(Named-object pointing records)
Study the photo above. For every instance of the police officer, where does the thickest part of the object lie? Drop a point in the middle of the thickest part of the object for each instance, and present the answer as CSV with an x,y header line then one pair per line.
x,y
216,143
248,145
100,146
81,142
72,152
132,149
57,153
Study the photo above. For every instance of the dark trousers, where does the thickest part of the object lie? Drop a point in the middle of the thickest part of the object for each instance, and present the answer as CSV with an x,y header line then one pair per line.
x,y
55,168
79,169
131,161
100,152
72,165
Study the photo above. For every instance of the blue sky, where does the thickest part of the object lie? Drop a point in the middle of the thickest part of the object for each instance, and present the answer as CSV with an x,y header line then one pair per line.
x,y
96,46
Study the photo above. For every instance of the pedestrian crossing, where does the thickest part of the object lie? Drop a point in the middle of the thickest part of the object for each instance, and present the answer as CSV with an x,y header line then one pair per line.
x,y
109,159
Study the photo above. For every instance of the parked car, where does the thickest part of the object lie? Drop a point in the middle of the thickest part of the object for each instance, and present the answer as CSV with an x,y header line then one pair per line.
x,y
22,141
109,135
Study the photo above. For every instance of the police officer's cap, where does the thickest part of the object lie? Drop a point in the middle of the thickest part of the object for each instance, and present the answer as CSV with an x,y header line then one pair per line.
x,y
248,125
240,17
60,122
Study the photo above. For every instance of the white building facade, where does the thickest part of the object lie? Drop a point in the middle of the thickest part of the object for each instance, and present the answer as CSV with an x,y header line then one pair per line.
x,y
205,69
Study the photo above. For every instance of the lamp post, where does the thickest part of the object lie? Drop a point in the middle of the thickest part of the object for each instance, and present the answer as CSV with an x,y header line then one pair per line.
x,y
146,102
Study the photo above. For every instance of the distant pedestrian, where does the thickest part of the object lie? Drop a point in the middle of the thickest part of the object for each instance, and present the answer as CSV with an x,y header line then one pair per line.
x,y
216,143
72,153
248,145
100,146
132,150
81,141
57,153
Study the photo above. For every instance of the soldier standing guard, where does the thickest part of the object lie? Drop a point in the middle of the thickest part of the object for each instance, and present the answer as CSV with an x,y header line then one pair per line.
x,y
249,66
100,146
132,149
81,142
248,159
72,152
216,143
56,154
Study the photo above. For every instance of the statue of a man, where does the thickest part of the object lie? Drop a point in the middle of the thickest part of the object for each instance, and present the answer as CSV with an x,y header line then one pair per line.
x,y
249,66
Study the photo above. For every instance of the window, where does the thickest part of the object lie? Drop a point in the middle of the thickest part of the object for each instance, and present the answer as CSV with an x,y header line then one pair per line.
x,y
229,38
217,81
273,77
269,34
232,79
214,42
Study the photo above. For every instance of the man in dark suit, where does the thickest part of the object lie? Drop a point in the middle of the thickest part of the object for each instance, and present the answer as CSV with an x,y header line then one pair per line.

Request -> Every line above needs to be retyped exactly.

Correct answer ->
Study the photo above. For every instance of the police officer, where does the thickest part of the object lie? Drop a point in the middle of the thickest part of the object for each instance, and present the answer as CSV with an x,y header line then one pair per line.
x,y
216,143
248,145
100,146
81,142
72,152
132,149
57,153
Study the photo above. For every instance of the dark trousers, where does the thickest part of the object lie? Drop a point in the middle of the thickest part of the object for each instance, and present the answer as CSV with an x,y header line then one pair per line.
x,y
55,168
79,169
131,161
100,152
72,165
Study the photo above. For every instance of the blue sky, where does the thickest part of the object lie? Drop a point in the middle of the thickest part of the object for each instance, and present the answer as CSV with an x,y header line then one pair per line.
x,y
96,46
Study the photo above. For every instance of the pedestrian crossing, where does the thickest part of the object lie? Drop a point in the middle of the thickest part of the object for each instance, and present the answer as CSV with an x,y header line then one pair per line.
x,y
109,159
Study the photo above. For every instance of the parked car, where does the thickest part of the object lie? Drop a point in the middle of the thickest part of the object for each instance, and present the answer as CSV with an x,y header line then one pair per line.
x,y
22,141
109,135
Study the photo above. For every instance of the police officer's cap, where does the thickest part of the object lie? Drop a point in the middle of the thickest part of the object for each instance, and present the answer as CSV with an x,y header line then one pair per line.
x,y
248,125
240,17
60,122
Study the photo above. For every instance of the white building facade, where does the thickest part of the object lie? Drop a point in the middle of the thickest part of the object for each instance, and present the answer as CSV with an x,y header line then one pair per line.
x,y
205,69
Study the photo above. For every instance of the lamp post, where does the thickest part of the object lie? Drop a point in the middle of the thickest part of the object for each instance, and present the answer as CSV with an x,y header line then one pair per line.
x,y
146,102
Study the photo above. For every instance of the distant pedestrian, where does the thickest part of the object lie? Drop a point in the middle of the thickest part of the object for each instance, and present the answer as CSV with an x,y header line then one pair per line.
x,y
216,143
72,153
248,145
100,146
132,150
81,141
57,153
Study the photo above. For every instance of the soldier standing guard, where does the thickest part of the object lie? Drop a point in the middle of the thickest part of the object for each instance, and present the answer as CSV with an x,y header line then one pair per line.
x,y
249,66
100,146
132,149
81,142
248,159
72,152
216,143
56,154
Study the photo above. For every instance of the statue of a man, where does the thickest part of the object lie? Drop a point in the middle of the thickest part of the object for each instance, and present the answer as CSV with an x,y header line then one pair per line.
x,y
249,66
Study the photo above. For every instance of the window, where does the thickest part of the object lie? Drop a point in the middle of the thickest part of the object for each instance, and present the answer as CSV with an x,y header line then one pair per line.
x,y
229,38
217,81
273,77
269,34
232,79
214,42
Study the photo above. For every instance of the man in dark suit, where does the thickest part of the object lie? Drop a point in the middle of the thickest part of the object for each instance, and present the answer as CSV with an x,y header line then one pair per line.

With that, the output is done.